### JOB
Retype all of the rows below without changing anything, and leave the pictures out of your copy.

═══ DATA LINES ═══

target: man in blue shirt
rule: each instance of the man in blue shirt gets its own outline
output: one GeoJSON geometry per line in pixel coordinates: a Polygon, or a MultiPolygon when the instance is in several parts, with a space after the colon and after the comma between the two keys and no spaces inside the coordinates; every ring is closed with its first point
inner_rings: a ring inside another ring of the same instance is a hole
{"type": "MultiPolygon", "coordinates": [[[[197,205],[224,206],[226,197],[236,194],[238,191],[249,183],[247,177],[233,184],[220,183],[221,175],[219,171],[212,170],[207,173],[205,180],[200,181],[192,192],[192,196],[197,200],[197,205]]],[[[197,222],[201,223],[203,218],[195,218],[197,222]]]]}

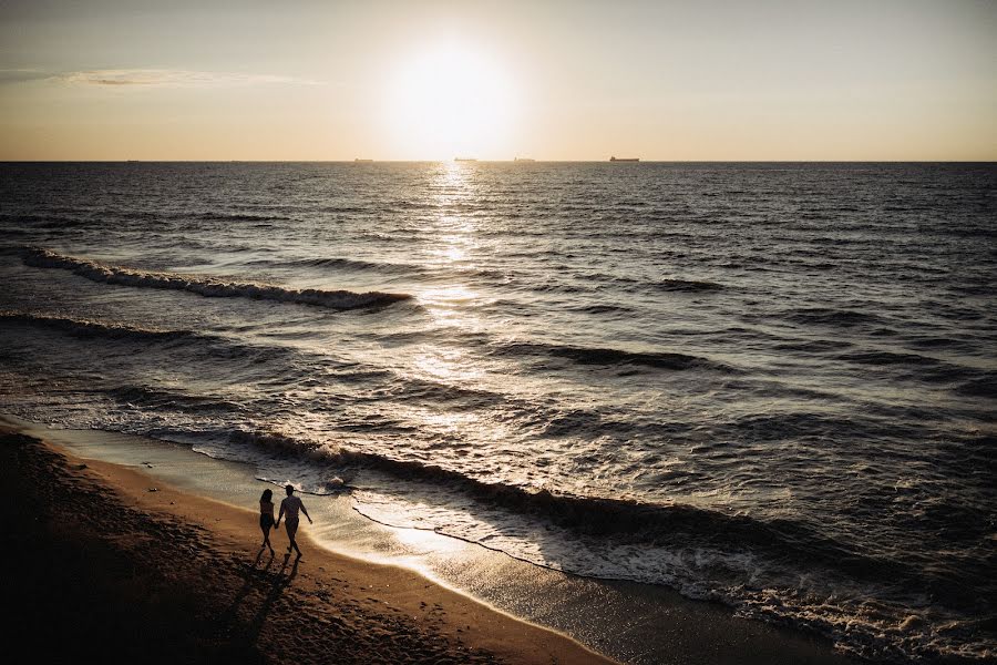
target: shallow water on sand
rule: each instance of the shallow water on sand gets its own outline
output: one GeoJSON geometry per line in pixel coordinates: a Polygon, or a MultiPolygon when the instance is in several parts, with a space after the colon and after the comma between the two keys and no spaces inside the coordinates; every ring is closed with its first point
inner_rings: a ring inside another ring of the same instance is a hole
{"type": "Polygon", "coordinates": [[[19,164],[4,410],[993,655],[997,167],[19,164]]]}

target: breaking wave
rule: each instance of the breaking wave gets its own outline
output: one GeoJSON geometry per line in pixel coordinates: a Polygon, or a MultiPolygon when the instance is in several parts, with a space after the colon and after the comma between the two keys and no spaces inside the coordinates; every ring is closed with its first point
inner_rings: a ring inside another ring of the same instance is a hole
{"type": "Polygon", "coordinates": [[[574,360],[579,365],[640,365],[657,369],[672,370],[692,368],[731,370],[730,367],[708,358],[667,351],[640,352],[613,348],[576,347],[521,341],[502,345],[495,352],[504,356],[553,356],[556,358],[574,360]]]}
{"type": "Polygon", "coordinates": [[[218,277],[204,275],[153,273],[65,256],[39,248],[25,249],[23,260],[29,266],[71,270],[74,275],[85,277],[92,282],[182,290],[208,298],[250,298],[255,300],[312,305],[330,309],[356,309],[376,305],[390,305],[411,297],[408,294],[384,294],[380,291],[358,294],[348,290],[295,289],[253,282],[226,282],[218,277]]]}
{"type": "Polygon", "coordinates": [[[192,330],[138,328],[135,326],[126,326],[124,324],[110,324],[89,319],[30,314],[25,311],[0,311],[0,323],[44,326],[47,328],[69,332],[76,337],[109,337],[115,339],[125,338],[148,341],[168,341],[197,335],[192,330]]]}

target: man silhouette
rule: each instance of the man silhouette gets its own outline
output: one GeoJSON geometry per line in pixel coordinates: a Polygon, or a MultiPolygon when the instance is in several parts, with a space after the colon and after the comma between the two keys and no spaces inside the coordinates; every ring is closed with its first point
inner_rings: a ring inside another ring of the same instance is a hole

═══

### EXERCISE RESULT
target: man in blue shirt
rule: each instance of the man in blue shirt gets its own outline
output: one GeoJSON geometry per line in pixel coordinates: a Polygon, or a MultiPolygon when the instance is in several parts, with a space after the colon and after the comma between the two keys and no spaces inside the coordinates; every ring is closed with its first point
inner_rings: a ring inside another ring of the same instance is a hole
{"type": "MultiPolygon", "coordinates": [[[[197,205],[224,206],[226,197],[236,194],[238,191],[249,183],[247,177],[233,184],[220,183],[221,175],[219,171],[212,170],[207,173],[205,180],[200,181],[192,192],[192,196],[197,200],[197,205]]],[[[197,222],[201,223],[203,218],[195,218],[197,222]]]]}

target: shallow water on sand
rule: each instance of the shallow water on sand gets its own outline
output: one GeoJSON geometry per line in pixel coordinates: a Polygon, or a MultiPolygon when the instance is in several parts, with a space after the colon and after the comma between the two keys and no spaces inside the coordinates; every ring is closed with its first point
inner_rings: a ring inside another ring of the same instance is a hole
{"type": "Polygon", "coordinates": [[[19,164],[4,410],[993,655],[997,167],[19,164]]]}

target: breaking wave
rule: each instance of the breaking wave gets its own outline
output: one GeoJSON geometry per line in pixel coordinates: a Polygon, or a MultiPolygon when the instance is in several parts, with a space after the colon and after the comma between the two keys and no spaces inside the coordinates; every ring is closed with its first point
inner_rings: a ring inside another ring of the same instance is a hole
{"type": "Polygon", "coordinates": [[[574,360],[579,365],[640,365],[657,369],[672,370],[692,368],[731,370],[730,367],[708,358],[667,351],[640,352],[613,348],[576,347],[521,341],[502,345],[495,352],[504,356],[553,356],[556,358],[574,360]]]}
{"type": "Polygon", "coordinates": [[[218,277],[204,275],[153,273],[65,256],[39,248],[25,249],[23,260],[29,266],[71,270],[74,275],[85,277],[92,282],[182,290],[208,298],[250,298],[255,300],[312,305],[330,309],[356,309],[376,305],[390,305],[411,297],[408,294],[384,294],[380,291],[358,294],[348,290],[295,289],[253,282],[226,282],[218,277]]]}
{"type": "Polygon", "coordinates": [[[192,330],[138,328],[135,326],[126,326],[124,324],[110,324],[89,319],[30,314],[25,311],[0,311],[0,323],[44,326],[47,328],[69,332],[76,337],[109,337],[115,339],[125,338],[148,341],[168,341],[197,335],[192,330]]]}

target: man silhouette
rule: each instance of the man silhouette gets its own outline
output: one GeoJSON geometry per line in pixel coordinates: a Polygon, or a MultiPolygon when the instance is in several parts, with a space after the colon and after the comma between the two keys and no spaces inside the coordinates; every ring is closed with its first point
inner_rings: a ring inside another ring of the same instance is a hole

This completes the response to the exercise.